> **ENTRIES SUPPLIED**

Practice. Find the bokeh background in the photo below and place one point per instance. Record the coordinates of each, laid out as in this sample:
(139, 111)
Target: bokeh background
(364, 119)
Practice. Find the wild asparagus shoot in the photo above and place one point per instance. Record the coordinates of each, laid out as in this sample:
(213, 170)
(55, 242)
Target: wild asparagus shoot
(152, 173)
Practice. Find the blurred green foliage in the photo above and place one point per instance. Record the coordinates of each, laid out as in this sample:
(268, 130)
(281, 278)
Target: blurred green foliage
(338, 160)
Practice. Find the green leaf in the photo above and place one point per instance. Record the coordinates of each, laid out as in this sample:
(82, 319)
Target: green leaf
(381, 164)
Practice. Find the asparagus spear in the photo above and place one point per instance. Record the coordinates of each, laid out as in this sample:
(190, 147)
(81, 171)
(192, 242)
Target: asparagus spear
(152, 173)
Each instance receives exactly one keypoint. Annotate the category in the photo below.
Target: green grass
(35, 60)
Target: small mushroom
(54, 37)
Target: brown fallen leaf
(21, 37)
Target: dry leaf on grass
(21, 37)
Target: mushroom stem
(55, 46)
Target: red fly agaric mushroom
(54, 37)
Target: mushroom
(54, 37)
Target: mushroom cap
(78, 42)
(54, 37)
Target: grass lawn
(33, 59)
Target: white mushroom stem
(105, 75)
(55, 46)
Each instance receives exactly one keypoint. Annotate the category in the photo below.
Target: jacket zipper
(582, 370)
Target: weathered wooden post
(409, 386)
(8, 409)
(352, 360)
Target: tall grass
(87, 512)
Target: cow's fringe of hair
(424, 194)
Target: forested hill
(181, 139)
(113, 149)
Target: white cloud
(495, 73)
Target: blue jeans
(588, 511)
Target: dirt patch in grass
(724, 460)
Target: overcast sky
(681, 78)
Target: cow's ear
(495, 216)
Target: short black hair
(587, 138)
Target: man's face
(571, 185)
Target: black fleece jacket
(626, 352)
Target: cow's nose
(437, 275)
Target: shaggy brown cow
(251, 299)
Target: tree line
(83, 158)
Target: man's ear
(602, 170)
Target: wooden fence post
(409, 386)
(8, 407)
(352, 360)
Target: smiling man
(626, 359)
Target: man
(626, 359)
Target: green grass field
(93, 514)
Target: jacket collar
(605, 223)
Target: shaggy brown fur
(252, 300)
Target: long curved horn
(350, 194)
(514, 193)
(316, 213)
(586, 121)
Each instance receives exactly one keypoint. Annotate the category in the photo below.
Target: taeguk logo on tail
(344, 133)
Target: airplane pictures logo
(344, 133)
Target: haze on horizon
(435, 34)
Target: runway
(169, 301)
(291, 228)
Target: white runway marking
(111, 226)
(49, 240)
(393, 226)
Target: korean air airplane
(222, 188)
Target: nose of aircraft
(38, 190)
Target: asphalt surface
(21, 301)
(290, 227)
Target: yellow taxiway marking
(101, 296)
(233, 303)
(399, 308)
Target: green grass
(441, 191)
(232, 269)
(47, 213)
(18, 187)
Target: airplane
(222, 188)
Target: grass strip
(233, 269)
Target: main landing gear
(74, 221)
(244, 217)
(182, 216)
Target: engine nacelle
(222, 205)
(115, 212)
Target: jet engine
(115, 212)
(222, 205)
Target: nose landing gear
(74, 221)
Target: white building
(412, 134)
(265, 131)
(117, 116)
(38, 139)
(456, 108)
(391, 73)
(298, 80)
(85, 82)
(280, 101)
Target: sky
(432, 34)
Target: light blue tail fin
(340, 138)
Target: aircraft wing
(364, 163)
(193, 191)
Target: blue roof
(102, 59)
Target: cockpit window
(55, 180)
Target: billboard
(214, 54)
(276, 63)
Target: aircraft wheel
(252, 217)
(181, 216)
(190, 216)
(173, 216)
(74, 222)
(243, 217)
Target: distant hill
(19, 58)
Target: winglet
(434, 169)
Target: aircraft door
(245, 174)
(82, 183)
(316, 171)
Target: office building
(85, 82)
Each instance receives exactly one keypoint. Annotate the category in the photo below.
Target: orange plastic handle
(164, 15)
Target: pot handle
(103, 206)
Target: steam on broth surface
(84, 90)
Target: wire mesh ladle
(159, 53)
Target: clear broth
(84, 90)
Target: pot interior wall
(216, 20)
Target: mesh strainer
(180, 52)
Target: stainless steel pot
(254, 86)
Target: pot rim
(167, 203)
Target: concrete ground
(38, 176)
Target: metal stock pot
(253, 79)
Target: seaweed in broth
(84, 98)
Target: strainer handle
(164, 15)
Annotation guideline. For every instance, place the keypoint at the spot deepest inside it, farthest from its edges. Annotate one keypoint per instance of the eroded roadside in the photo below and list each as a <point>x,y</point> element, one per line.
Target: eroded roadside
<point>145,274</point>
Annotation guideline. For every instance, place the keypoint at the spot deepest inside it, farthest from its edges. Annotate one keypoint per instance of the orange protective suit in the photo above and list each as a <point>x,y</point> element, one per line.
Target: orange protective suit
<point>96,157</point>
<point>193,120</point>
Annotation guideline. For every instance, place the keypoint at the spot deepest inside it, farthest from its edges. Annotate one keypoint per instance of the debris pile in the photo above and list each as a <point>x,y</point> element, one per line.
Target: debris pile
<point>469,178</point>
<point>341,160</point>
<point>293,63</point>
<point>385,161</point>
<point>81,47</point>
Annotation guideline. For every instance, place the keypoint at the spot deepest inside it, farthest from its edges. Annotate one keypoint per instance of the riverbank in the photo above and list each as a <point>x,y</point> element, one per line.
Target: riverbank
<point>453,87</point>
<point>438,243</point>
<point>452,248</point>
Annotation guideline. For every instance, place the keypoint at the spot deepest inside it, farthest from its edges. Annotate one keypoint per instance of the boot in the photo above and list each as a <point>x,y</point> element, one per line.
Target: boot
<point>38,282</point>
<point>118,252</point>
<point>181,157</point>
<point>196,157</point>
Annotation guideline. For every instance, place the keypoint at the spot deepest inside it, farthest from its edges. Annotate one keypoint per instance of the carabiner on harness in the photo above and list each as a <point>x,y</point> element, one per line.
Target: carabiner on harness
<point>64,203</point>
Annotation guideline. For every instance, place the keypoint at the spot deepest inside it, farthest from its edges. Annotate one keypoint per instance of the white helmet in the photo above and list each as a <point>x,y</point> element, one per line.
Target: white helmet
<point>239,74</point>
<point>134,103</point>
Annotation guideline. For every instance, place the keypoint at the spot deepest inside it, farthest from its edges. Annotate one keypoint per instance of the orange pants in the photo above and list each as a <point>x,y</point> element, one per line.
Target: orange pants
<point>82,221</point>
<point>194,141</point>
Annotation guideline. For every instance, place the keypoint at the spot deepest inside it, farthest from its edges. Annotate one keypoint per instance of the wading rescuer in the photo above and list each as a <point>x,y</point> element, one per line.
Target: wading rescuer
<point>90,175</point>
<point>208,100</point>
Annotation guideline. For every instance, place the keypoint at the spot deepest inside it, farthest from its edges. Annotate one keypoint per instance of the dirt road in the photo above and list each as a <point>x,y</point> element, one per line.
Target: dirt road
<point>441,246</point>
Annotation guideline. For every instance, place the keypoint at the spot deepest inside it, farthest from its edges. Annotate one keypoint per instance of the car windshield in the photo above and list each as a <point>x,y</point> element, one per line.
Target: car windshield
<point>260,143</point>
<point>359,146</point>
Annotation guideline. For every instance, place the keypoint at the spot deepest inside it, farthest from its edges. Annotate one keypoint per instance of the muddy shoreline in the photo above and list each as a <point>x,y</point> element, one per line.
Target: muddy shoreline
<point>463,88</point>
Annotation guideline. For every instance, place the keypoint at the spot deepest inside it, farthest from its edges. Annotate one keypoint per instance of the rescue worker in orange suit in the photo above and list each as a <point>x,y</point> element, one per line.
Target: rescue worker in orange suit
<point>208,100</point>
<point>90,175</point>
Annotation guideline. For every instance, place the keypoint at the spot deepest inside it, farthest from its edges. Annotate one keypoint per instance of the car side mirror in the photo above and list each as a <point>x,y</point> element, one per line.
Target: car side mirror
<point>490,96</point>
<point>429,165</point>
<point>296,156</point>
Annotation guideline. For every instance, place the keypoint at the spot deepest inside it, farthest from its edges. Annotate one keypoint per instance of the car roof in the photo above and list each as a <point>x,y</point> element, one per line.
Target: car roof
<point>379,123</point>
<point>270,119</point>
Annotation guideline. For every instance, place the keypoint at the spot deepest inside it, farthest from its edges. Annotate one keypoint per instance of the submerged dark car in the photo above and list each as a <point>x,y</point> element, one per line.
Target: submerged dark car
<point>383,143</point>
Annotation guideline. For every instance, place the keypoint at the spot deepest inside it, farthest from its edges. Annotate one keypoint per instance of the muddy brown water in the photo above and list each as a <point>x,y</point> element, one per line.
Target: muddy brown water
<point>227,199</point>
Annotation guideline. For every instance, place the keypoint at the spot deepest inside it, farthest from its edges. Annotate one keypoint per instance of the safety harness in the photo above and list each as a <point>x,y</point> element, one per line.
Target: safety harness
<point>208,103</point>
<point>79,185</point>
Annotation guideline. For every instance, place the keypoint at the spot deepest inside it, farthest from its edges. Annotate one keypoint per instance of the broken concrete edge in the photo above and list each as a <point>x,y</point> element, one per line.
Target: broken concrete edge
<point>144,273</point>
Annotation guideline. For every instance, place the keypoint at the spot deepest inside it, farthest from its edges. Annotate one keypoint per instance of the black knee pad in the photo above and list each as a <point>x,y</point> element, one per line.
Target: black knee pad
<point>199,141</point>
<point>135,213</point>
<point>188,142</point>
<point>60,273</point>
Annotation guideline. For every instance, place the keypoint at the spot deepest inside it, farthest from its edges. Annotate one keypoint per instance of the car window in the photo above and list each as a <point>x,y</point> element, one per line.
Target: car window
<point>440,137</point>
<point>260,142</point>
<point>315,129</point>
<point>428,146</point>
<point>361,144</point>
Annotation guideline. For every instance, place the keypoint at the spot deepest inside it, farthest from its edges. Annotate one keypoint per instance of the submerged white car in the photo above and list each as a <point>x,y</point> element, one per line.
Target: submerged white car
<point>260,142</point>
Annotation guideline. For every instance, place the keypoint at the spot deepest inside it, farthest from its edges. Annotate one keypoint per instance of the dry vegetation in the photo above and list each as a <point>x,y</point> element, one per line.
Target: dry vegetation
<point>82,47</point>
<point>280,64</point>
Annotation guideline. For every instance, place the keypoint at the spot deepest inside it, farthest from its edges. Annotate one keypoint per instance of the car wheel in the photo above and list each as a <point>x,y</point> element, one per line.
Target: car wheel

> **REQUIRED ACTION**
Only the lines from the one containing "Target: orange pants" through the one containing "the muddy shoreline" are to be retyped, both boundary lines included, with no other material.

> **RESULT OF THE TASK**
Target: orange pants
<point>82,221</point>
<point>194,141</point>
Annotation guideline. For every instance, place the keypoint at the spot deepest inside it, farthest from its edges. Annotate one keypoint per instance of the wading rescuer in the photo above and list each as a <point>x,y</point> element, one per line.
Target: wading rescuer
<point>90,175</point>
<point>208,100</point>
Annotation guideline. For every instance, place the keypoint at the spot deepest inside it, farthest from its edges. Annotate one keypoint per instance of the dirt road in the photo above and list each as a <point>x,y</point> element, one per line.
Target: dirt road
<point>441,246</point>
Annotation guideline. For every instance, place the keypoint at the spot deepest inside it, farthest from its edges. Annotate one keypoint per instance of the car windshield in the photo above and list each as a <point>x,y</point> element, one per line.
Target: car windshield
<point>260,143</point>
<point>359,146</point>
Annotation guideline. For every instance, place the keypoint at the spot deepest inside it, farthest from its edges. Annotate one keypoint per instance of the muddy shoreline in the photo above and list each as a <point>x,y</point> element, one per line.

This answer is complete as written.